__Texto do documento__:
Wednesday, June 29, 2016

Pobreza abençoada


por Mariângela Pedro

Gostaria que todos fossem um dia pobres, antes ou depois de serem ricos.
E que, por fim, fossem comedidos.

Gostaria...

que as mãos não deslizassem tanto nos cabelos (mulheres) ou nas gravatas e relógios de pulso (homens)

e que os divórcios fossem abençoados, já que costumam trazer bem mais felicidade do que muitas coisas, casamentos inclusive.

Que houvesse uma Contra Inquisição, já que houve uma Contra Reforma;

que não se confundisse problemão com solução - é por isso que há as religiões

e que confissão não fosse acompanhada de penitência, bênção ou perdão, mas de compaixão (no lado ofendido) e decisão genuína (no lado ofensor).

Gostaria que meu umbigo falasse, porque meus olhos fazem muitos abaixar a cabeça - o umbigo estaria, assim, mais à altura da vista alheia do que meus olhos que, parece, dizem o que ninguém quer ouvir.

Que o brilho de meus cabelos impedisse tantos pés de pisarem em coisas de fato divinas.

Que as praças tivessem igrejas de fato universais, e não católicas ou pseudo-universais, para que ninguém mais me perguntasse: "O que você faz aqui?"

Que fosse praxe rezar de ouvidos abertos e boca fechada, e que não mais se pedisse a uns que rezem por outros.

Que a ira de cada um alertasse sobre a ambição da hipocrisia onipresente, em vez de decretar a impotência da Sabedoria, parcimoniosamente distribuída segundo a Lógica.

E que, assim, a própria ira conhecesse a Lógica, afinal.


Gostaria que meu batismo fosse menos uma sentença irrevogável, e mais um atestado de como é possível enganar e enganar.

Que muitos parecessem bem mais inteligentes na prática. O empecilho não é o meio, tampouco os genes; é o caráter mesmo: a indolência, as ilusões, o foco nas emoções e ainda o sadismo de obedecer quando convém, e de cercear e oprimir, sempre e sempre.

Que os "cala-bocas" se tornassem a pista certeira para identificar os reais hereges, ou seja, os inimigos da verdade.


Gostaria de encontrar o tal profeta do Caminho de volta a este planeta, novamente no hemisfério norte, mas... mais à esquerda um pouco. Acamparia com ele no alto de uma colina no País de Gales, antes de seguirmos para Londres e deixarmos, na BBC, o triste depoimento de que o Caminho foi em vão - não para ele, mas para seus supostos seguidores, para os quais o Caminho ainda passa longe. E por cima de outros. Muitos destes 'outros', quem se lembra?, são tidos como de religião-mãe, de Salvador consanguíneo, de Palavra "tomada emprestada" para sempre, enquanto tomava forma truncada, incoerente.

__Exercícios__:
(1) Repita o trecho do texto sobre a pobreza abençoada que começa em "Que a ira de" e termina em "inimigos da verdade.".
(2) Escreva a continuação do texto sobre a pobreza abençoada a partir do ponto em que ele termina.
Os registros não têm relação com o texto.

__Registros fornecidos__:

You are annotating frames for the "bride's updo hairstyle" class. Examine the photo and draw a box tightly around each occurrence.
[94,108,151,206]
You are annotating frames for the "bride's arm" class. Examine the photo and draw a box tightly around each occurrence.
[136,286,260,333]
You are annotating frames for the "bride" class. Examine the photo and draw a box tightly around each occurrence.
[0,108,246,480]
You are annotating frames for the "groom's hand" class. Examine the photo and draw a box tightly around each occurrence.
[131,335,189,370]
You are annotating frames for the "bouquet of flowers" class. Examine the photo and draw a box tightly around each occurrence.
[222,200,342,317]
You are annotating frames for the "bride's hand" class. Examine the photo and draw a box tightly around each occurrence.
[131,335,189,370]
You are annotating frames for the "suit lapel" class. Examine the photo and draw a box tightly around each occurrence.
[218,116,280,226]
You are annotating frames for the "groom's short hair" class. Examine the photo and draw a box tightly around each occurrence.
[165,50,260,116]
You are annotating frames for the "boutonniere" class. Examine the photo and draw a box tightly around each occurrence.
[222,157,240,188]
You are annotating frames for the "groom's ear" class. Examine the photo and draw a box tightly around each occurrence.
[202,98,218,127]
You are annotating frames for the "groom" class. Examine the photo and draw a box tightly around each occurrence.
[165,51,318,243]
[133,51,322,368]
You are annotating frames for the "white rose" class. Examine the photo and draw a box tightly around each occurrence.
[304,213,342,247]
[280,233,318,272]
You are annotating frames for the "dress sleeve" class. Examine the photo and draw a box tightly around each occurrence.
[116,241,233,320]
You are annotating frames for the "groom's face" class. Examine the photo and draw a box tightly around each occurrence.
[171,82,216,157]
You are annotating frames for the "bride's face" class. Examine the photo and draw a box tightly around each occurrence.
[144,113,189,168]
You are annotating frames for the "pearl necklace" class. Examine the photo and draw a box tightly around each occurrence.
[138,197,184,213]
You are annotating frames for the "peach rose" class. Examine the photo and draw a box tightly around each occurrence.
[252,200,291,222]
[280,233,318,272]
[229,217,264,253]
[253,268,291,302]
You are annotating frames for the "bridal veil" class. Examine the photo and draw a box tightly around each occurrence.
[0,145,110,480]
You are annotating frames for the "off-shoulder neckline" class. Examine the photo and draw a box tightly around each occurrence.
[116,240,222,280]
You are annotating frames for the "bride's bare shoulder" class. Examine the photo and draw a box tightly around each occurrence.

__Respostas em ordem__:
(1)
Que a ira de cada um alertasse sobre a ambição da hipocrisia onipresente, em vez de decretar a impotência da Sabedoria, parcimoniosamente distribuída segundo a Lógica.

E que, assim, a própria ira conhecesse a Lógica, afinal.


Gostaria que meu batismo fosse menos uma sentença irrevogável, e mais um atestado de como é possível enganar e enganar.

Que muitos parecessem bem mais inteligentes na prática. O empecilho não é o meio, tampouco os genes; é o caráter mesmo: a indolência, as ilusões, o foco nas emoções e ainda o sadismo de obedecer quando convém, e de cercear e oprimir, sempre e sempre.

Que os "cala-bocas" se tornassem a pista certeira para identificar os reais hereges, ou seja, os inimigos da verdade.

(2)
Que jamais tivesse conhecido meus amigos, que morreram, todos, por falta de brio, ainda vivos.

Que meus inimigos explicassem aos ex, e aos futuros, amigos meus o que almejo - só os inimigos sabem e saberão.


Gostaria que o direito fosse um direito; que a renúncia à lei, a obrigação dos lúcidos.

Que ser lúcido fosse natural.

Que mais e mais se tornassem capazes de ver as coisas como elas são. Sem isso, que valia há no "sentido histórico"? E que sentido há em "de livre e espontânea vontade"?


Gostaria que não estivéssemos a séculos antes de a humanidade gargalhar de montão de si mesma, em vez de encenar tamanha escandalização ante a união de Jesus e Maria Madalena (reação ao livro Código DaVinci, de Dan Brown, p.ex.)

Que a humanidade fosse capaz de identificar o essencial, dentro e fora do cinema, na igreja, na faculdade.

E curasse a si da compulsão de disparar que fulano é "anti" alguma-coisa - o que, no fundo, no fundo, quer dizer que "como estamos no inferno, ninguém pode se salvar".

Diante de tantos desafios, talvez não seja demais desejar ainda que um simples calafrio imprimisse permanentemente na memória fraca a razão de viver.

E que cada um, justo no viver, ainda fizesse justiça com a própria vida.